## Start

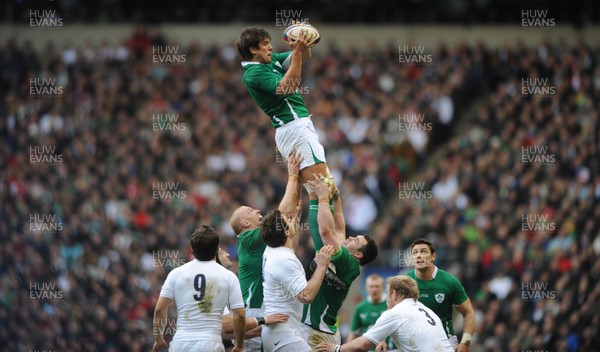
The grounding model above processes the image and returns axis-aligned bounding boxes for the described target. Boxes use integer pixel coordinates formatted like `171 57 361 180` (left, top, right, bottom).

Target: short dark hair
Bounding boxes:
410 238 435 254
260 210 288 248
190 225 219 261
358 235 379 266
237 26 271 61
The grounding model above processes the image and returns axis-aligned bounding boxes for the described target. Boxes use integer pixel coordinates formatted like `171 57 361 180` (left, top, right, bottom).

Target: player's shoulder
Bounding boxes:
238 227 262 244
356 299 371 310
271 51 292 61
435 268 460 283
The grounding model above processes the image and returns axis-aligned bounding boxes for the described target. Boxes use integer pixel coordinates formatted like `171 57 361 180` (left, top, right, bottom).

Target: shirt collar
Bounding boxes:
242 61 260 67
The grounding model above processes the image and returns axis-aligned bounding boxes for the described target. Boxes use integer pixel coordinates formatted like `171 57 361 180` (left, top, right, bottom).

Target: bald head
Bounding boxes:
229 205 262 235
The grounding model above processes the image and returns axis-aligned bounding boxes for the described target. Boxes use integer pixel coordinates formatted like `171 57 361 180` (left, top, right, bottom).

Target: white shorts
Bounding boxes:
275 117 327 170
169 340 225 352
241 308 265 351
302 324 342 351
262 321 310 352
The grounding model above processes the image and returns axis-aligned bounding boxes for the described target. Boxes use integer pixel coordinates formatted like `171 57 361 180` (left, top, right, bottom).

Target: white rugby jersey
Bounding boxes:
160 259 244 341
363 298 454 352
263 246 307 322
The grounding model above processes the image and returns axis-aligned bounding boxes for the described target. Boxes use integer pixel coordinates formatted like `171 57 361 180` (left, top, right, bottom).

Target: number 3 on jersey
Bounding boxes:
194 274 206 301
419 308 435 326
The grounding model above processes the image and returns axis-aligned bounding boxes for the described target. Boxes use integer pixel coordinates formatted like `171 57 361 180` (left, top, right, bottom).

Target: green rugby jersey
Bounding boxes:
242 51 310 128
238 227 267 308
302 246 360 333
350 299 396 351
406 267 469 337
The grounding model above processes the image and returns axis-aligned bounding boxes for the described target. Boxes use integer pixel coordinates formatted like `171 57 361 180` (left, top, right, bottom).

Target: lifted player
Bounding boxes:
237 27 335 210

## End

What to produce »
Which lines of the records contain the string "jersey", with case counting? Report each such line in full.

Result »
Target: white rugby jersey
Target: number 3 on jersey
Target: green rugby jersey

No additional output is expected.